Tasks to perform:
[a] Using the passage on agricultural trade, decide whether each statement agrees with it: (i) in 2013, emerging and developing countries held 51% of global GDP at PPP values; (ii) industrialized countries have accepted the prohibition of agricultural export subsidies; (iii) prohibiting export subsidies is already the WTO norm for non-agricultural products. Answer yes or no for each and quote the words that decide it.
[b] Write the next part of the passage on agricultural trade, starting after its final sentence.

[[ Selected extract, beginning ]]

More generally, the share of global GDP for developing countries, particularly when measured in purchasing power parity, has also increased significantly. According to the IMF/WEO database, the categories of advanced countries and emerging and developing countries moved from 69% and 31% of global shares of global GDP (at PPP values) in 1980 to 49% and 51%, respectively, in 2013. In other words, for the first time in modern history, emerging and developing countries now represent a larger share of global GDP than advanced economies (using the categories of the IMF, which are somewhat different from the figure shown above). Those increases in GDP and incomes, among other things, have allowed for the expansion of agricultural support noted before.

All of these facts add up to several very different narratives that, if they do not converge somehow, will make it very difficult to resolve the world’s trade issues, particularly regarding agriculture.

On the one hand, developing countries see industrialized countries that have productive advantages in farm size, land, water, climate, infrastructure, R&D, credit conditions, and the like, and ask, legitimately, why those countries should be able have the levels of protection and distorting subsidies that they are allowed under the Agreement on Agriculture (AoA). Many developing countries see their own producers (who, as a general rule, are clearly poorer, farm significantly smaller areas, struggle with water and climate constraints, and suffer from weak infrastructure and lack of R&D and credit support) and conclude that there are clear imbalances in the AoA that benefit industrialized countries and negatively affect poorer countries.

On the other hand, industrialized countries see developing countries’ advances in production and trade (while their own shares decrease), the expansion of agricultural support, the sheer number of farmers in those countries, and all the potential policy space already existent in the AoA for developing countries; this leads developed countries to worry not only about their current and future access to the markets of those developing countries but also, eventually, about exporters from the largest emerging economies potentially displacing production in their own domestic markets. Therefore, they are not ready to do the right thing and accept the prohibition of agricultural export subsidies (which is already the WTO norm for non-agricultural products), as requested by a group of developing countries as part of the Bali deliverables.

[[ Selected extract, end ]]
[[ Data, beginning ]]

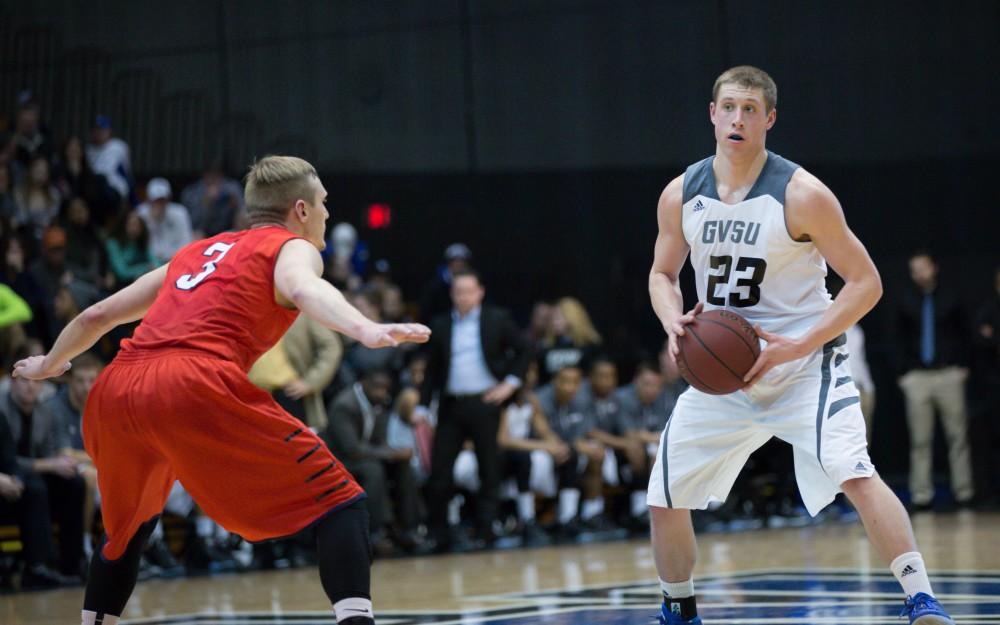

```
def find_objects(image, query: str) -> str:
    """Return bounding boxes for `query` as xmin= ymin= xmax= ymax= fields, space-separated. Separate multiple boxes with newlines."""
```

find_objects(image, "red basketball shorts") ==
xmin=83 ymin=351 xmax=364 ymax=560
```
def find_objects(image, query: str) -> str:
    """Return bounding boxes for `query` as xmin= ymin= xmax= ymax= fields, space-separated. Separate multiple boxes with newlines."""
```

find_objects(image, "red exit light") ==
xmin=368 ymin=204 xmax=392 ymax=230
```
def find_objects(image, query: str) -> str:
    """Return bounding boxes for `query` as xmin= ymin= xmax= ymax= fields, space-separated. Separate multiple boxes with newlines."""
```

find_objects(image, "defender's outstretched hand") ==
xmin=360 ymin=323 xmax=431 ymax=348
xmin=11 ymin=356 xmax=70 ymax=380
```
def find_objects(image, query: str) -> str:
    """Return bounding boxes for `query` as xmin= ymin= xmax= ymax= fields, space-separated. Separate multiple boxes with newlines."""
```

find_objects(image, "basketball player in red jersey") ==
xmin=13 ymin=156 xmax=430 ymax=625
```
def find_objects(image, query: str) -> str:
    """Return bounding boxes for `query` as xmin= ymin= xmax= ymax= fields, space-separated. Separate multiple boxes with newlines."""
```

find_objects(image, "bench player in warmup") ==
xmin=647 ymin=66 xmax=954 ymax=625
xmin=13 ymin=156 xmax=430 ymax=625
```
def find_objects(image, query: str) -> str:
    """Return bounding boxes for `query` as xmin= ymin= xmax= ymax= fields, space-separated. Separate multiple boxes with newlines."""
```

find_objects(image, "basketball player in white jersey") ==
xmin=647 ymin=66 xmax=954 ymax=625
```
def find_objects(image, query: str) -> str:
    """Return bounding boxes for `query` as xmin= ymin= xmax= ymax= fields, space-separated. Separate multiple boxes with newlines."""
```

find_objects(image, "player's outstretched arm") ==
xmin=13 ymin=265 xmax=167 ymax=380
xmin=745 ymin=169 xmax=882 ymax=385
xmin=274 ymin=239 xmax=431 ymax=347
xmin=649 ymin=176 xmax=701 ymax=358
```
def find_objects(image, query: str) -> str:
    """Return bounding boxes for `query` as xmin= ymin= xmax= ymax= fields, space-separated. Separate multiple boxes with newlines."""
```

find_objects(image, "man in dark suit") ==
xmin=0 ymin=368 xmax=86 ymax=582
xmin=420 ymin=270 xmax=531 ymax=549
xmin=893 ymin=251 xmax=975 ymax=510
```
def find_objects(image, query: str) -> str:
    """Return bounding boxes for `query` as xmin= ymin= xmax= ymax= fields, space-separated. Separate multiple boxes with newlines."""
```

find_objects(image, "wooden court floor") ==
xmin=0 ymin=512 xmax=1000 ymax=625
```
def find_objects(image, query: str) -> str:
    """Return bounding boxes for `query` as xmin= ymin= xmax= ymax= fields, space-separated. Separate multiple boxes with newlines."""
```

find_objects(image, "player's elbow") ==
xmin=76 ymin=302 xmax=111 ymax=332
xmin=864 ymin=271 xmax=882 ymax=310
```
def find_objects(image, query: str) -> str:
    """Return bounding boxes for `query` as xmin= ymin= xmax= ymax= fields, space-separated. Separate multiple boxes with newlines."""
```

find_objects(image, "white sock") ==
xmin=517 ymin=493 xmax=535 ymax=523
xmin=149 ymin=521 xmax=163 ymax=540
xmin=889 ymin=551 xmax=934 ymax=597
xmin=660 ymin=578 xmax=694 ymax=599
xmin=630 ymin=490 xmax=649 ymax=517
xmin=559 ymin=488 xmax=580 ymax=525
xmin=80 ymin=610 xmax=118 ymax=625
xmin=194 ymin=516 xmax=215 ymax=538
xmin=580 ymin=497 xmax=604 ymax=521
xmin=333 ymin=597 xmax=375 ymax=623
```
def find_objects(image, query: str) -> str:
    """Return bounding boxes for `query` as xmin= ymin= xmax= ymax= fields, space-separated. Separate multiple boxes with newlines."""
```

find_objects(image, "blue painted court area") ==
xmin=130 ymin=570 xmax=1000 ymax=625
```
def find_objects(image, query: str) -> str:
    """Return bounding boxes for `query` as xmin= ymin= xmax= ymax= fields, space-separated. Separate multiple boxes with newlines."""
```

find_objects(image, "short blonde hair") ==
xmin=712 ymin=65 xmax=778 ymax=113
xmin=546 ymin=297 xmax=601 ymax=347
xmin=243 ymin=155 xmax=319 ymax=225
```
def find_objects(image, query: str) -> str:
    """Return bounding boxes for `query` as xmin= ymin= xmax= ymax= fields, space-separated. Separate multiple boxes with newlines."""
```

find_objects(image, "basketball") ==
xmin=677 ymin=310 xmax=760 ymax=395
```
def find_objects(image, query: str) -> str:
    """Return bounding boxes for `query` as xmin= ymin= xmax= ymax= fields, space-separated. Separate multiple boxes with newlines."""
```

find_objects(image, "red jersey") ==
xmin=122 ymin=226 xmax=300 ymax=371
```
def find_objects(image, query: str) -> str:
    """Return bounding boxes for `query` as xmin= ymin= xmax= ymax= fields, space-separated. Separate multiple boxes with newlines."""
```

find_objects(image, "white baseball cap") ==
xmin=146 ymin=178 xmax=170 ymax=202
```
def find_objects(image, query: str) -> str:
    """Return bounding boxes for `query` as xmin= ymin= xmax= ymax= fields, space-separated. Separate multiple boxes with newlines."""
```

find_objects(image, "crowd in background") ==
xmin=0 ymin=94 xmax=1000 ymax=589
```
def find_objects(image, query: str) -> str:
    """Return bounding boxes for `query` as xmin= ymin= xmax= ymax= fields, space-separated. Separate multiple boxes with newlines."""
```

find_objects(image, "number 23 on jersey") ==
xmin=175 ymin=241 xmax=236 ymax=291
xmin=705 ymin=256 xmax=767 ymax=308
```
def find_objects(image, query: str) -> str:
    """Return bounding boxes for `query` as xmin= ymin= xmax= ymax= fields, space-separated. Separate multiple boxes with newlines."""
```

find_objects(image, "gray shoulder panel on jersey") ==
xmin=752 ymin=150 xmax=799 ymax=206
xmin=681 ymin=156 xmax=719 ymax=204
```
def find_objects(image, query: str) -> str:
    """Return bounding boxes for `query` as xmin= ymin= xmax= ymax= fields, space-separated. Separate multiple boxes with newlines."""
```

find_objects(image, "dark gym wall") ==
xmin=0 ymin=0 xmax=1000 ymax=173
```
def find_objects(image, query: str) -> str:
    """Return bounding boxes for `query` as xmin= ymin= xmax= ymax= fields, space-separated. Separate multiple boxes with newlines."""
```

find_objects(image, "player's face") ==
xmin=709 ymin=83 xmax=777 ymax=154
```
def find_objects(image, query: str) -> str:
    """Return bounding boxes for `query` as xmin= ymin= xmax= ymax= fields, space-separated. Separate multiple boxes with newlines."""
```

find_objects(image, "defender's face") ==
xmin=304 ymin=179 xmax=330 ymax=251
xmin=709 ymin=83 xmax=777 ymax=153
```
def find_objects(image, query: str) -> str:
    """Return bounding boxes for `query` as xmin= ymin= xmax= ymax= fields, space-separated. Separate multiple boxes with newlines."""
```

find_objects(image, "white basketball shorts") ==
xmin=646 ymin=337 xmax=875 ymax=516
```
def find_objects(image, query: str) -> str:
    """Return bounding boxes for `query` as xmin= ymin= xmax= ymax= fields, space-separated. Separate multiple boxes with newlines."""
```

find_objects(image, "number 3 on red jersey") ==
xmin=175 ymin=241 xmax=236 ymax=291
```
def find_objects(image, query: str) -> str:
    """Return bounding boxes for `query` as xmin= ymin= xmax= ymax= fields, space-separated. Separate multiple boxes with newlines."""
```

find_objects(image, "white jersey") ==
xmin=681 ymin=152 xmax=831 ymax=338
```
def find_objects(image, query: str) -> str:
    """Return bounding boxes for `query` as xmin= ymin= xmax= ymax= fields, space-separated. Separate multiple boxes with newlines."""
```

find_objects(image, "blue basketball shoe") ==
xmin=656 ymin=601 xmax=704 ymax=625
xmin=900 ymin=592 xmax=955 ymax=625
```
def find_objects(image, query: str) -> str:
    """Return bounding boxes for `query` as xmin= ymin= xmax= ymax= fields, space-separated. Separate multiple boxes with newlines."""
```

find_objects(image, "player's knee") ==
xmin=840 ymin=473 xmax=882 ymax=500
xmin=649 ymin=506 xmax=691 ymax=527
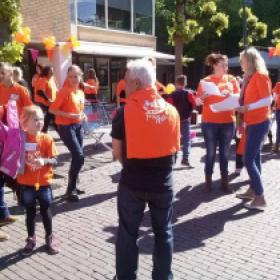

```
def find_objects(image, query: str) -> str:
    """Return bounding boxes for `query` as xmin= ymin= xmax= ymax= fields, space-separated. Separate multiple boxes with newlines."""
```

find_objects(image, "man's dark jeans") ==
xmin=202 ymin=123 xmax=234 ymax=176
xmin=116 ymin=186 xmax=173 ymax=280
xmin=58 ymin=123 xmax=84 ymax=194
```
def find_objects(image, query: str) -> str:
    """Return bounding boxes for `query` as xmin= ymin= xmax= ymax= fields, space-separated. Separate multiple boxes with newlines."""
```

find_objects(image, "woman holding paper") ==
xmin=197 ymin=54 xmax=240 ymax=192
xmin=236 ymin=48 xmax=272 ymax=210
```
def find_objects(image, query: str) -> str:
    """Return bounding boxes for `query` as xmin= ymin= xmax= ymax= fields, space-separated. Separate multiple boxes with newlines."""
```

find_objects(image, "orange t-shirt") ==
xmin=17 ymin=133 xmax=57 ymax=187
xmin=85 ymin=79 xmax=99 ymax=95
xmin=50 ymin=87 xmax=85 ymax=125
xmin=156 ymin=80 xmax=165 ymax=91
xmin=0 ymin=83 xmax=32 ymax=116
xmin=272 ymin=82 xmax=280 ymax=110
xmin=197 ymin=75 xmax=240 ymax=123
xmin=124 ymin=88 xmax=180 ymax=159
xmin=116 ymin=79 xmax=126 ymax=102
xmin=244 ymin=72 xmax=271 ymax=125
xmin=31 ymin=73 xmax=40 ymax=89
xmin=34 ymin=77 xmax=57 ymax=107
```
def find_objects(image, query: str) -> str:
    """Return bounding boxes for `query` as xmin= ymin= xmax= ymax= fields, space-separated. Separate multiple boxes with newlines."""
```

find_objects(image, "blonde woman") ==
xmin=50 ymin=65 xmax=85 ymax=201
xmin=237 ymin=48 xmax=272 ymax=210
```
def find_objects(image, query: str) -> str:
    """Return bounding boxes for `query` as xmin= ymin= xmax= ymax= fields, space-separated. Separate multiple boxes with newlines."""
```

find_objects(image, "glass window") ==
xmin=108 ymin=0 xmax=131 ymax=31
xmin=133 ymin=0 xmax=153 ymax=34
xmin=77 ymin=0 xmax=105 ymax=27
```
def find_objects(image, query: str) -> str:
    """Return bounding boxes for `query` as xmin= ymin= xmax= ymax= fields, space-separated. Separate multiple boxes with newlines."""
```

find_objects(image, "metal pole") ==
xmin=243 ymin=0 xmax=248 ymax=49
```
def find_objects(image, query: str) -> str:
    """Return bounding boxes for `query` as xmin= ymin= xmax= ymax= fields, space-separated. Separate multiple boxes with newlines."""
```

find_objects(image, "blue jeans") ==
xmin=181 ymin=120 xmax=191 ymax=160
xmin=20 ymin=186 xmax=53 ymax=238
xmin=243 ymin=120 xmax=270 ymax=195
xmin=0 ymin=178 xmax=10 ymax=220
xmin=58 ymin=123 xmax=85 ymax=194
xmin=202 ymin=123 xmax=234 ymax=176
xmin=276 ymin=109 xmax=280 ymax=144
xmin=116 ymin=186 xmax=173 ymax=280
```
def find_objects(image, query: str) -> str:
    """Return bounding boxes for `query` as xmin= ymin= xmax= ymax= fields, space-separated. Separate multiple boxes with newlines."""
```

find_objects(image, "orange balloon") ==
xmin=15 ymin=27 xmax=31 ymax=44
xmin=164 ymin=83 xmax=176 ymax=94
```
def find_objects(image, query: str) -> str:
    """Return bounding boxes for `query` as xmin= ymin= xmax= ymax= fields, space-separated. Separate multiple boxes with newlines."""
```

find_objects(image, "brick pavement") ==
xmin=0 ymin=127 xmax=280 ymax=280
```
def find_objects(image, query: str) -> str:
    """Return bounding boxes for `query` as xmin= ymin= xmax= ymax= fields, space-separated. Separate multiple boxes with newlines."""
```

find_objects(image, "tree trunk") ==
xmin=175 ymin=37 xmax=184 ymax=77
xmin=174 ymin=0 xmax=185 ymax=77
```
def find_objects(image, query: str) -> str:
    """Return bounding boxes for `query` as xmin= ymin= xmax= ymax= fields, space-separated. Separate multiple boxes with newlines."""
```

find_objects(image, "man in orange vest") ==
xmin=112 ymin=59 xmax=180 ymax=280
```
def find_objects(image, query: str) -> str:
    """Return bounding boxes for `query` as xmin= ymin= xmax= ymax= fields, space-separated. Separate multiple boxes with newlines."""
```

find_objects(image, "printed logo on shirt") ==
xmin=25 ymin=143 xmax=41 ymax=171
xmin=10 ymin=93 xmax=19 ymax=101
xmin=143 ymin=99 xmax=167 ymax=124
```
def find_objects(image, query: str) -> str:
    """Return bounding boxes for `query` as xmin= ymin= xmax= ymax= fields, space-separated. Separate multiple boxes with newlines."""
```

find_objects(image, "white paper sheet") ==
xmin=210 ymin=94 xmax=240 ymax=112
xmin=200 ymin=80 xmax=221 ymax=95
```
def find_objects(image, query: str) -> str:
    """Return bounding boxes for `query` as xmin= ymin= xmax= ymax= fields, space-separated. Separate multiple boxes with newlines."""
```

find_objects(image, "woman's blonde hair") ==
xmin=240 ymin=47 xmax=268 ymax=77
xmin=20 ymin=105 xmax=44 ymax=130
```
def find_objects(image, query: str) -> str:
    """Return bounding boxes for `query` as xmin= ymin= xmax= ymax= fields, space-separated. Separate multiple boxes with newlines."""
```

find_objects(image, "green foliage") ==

[[ Data, end ]]

Task answers:
[a]
(i) Yes: "moved from 69% and 31% of global shares of global GDP (at PPP values) in 1980 to 49% and 51%, respectively, in 2013"
(ii) No: "they are not ready to do the right thing and accept the prohibition of agricultural export subsidies"
(iii) Yes: "which is already the WTO norm for non-agricultural products"

[b]
Although, in my view, the first narrative is more accurate, developing countries also need to acknowledge their larger share in the world economy and in agricultural production, and the systemic effects they have as a consequence of that fact. Their larger presence in the global market brings with it rights, but also responsibilities. While many developing countries continue to argue that they are “small and poor,” as a whole, they are not small anymore, and although they are not at the level of industrialized countries, some have advanced significantly in their per capita incomes as well. WTO negotiations, and a more general global governance review of these rights and responsibilities, need a more realistic dialogue than what seems to be taking place now.

Still, I believe that the main responsibility for a balanced outcome in Bali lies with the industrialized countries. These countries, having attained a lopsided WTO deal in 1994, are holding on to their “special and differential treatment,” while disingenuously complaining about the trade-distorting proposals made by developing countries.
Hopefully this time things will not be “lost in translation.” But, again, do not hold your breath.

References
Anderson, K. and E. Valenzuela. 2008. Estimates of Global Distortions to Agricultural Incentives, 1955 to 2007. World Bank Report No. WPS4612, WPS4864. Washington DC: World Bank. Available at www.worldbank.org/agdistortions.